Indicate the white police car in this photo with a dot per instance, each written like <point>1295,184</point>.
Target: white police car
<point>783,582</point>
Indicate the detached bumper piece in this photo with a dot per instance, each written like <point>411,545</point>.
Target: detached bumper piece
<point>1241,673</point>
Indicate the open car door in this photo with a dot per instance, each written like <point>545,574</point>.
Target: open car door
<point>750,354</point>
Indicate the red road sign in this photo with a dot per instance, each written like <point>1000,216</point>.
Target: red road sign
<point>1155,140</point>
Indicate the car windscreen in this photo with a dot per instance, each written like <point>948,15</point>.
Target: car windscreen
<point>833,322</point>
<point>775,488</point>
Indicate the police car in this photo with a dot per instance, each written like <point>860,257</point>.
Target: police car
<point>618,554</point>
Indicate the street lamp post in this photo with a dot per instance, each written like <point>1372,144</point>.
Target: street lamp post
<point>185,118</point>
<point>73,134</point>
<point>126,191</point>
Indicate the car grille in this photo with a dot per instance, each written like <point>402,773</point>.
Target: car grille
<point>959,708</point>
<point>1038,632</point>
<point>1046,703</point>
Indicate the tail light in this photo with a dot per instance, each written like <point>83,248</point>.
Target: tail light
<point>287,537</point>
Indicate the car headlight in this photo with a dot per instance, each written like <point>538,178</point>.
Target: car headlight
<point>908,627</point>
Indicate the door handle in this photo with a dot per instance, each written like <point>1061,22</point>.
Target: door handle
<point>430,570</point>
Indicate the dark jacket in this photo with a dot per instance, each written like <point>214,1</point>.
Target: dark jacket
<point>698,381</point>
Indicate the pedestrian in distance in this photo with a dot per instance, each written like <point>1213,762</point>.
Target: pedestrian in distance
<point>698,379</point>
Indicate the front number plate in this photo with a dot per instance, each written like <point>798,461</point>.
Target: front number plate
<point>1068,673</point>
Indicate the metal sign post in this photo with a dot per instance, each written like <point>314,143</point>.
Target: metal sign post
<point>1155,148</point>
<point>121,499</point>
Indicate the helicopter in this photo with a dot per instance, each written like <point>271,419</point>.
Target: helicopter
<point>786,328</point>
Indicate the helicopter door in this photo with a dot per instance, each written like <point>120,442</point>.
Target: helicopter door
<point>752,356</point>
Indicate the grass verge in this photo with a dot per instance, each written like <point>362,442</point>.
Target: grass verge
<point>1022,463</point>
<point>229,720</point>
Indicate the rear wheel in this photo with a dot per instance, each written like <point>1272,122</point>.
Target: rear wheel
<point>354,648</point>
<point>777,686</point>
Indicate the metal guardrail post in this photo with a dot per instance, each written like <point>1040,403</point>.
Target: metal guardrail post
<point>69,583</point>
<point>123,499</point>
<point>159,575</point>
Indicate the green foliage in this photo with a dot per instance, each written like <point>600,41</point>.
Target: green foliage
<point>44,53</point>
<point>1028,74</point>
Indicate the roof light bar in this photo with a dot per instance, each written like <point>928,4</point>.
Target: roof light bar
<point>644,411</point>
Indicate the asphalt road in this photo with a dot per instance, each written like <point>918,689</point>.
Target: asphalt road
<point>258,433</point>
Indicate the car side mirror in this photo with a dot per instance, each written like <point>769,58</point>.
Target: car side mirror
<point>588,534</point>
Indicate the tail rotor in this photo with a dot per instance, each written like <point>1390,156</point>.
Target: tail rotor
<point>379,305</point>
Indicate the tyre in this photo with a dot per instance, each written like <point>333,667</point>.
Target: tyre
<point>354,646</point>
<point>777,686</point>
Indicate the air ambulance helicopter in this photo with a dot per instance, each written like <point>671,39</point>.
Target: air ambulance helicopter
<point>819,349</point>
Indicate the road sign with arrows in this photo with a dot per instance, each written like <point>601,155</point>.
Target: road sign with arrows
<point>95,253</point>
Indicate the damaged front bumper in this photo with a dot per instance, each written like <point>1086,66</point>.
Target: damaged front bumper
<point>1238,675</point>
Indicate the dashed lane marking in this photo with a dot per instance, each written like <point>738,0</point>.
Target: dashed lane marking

WHAT IS NEEDED:
Each entry above is to be quoted exactly.

EXERCISE RESULT:
Indicate the white police car in this photo with a dot per instance, each written like <point>1295,184</point>.
Target: white police car
<point>783,582</point>
Indicate the detached bumper piece in this photo with a dot per instance, each written like <point>411,545</point>.
Target: detached bumper piece
<point>1241,673</point>
Indicate the open car door in this photo with a dot per instance, each written like <point>545,574</point>.
Target: open car door
<point>750,354</point>
Indicate the red road sign in this photo with a dot per instance, each written like <point>1000,216</point>.
Target: red road sign
<point>1155,140</point>
Indicate the car windscreen in this photo with a dot per instance, each written like <point>948,15</point>.
Target: car windscreen
<point>833,322</point>
<point>775,488</point>
Indicate the police car in this photo with a dot per instance, each written like <point>860,257</point>.
Target: police car
<point>618,554</point>
Indicate the street lamp post in this photo with a dot per instance, each written like <point>1372,144</point>.
Target: street lamp post
<point>185,118</point>
<point>73,134</point>
<point>126,191</point>
Indicate the car grille in this photo with a dot per instance, each written like <point>402,773</point>.
Target: car grille
<point>959,708</point>
<point>1038,632</point>
<point>1046,703</point>
Indicate the tail light in this photo with a dot per instance, each written like <point>83,248</point>.
Target: tail light
<point>287,537</point>
Indicate the car headlight in this photo with a dot per instance, each written like <point>538,178</point>.
Target: car headlight
<point>908,627</point>
Indicate the door handle in this photo with a dot per instance, each written like <point>1061,22</point>.
Target: door handle
<point>430,570</point>
Indicate the dark jacket in this photo with a dot per instance, each written like <point>214,1</point>.
Target: dark jacket
<point>698,381</point>
Indicate the pedestrian in distance in this photo with a dot per instance, each written like <point>1213,762</point>.
Target: pedestrian in distance
<point>698,379</point>
Indicate the front number plate in this photo with a dot per instance, each written like <point>798,461</point>.
Target: front number plate
<point>1068,673</point>
Indicate the metal sign post in this photo with a dot per instance, each written like <point>314,143</point>.
Target: metal sign post
<point>1155,148</point>
<point>121,499</point>
Indicate the helicopter in this photo with a dot per instance, each written like <point>271,419</point>.
Target: helicopter
<point>786,328</point>
Indicate the helicopter door in this photo with a dot per instance, each written like <point>120,442</point>.
Target: helicopter door
<point>752,356</point>
Indicate the grass verge in this photo with a dot per instance, each written like <point>362,442</point>.
Target: grass verge
<point>1022,463</point>
<point>229,720</point>
Indicate the rear wheel in this photo with a dot per instance, each written like <point>1272,122</point>.
Target: rear wheel
<point>354,648</point>
<point>777,686</point>
Indicate the metal guardrail post in this photo with a dot per instance, each written like <point>1040,403</point>.
Target: metal guardrail post
<point>69,583</point>
<point>123,499</point>
<point>159,575</point>
Indicate the green foliage in this photo with a dot per instance, each written like <point>600,41</point>.
Target: green foliage
<point>44,53</point>
<point>1028,74</point>
Indicate the roof light bar in this photo with a dot per instance, each written like <point>928,4</point>.
Target: roof light bar
<point>644,411</point>
Indicate the asphalt road in this photo with a dot per instance, each written like <point>918,689</point>.
Target: asphalt road
<point>258,433</point>
Indicate the car side mirror in this photo with a dot per instance, each written like <point>769,58</point>.
Target: car side mirror
<point>588,534</point>
Indicate the tail rotor in this photo with a dot per instance, each written like <point>1390,156</point>.
Target: tail rotor
<point>379,305</point>
Indicate the tyre in this photo with a dot per instance, each written like <point>333,667</point>.
Target: tyre
<point>354,646</point>
<point>777,686</point>
Indicate the air ambulance helicopter in this photo with a dot per instance, each written like <point>671,39</point>.
Target: air ambulance helicopter
<point>819,349</point>
Indicate the road sign with arrows in this photo with a dot per instance, each written like <point>601,155</point>.
Target: road sign with arrows
<point>95,253</point>
Indicate the damaged front bumper in this photo with a dot per instance, each written like <point>1086,66</point>.
Target: damaged front bumper
<point>1238,675</point>
Indicate the dashed lane marking in this photo with a dot per instance, each written like <point>738,0</point>.
Target: dashed lane marking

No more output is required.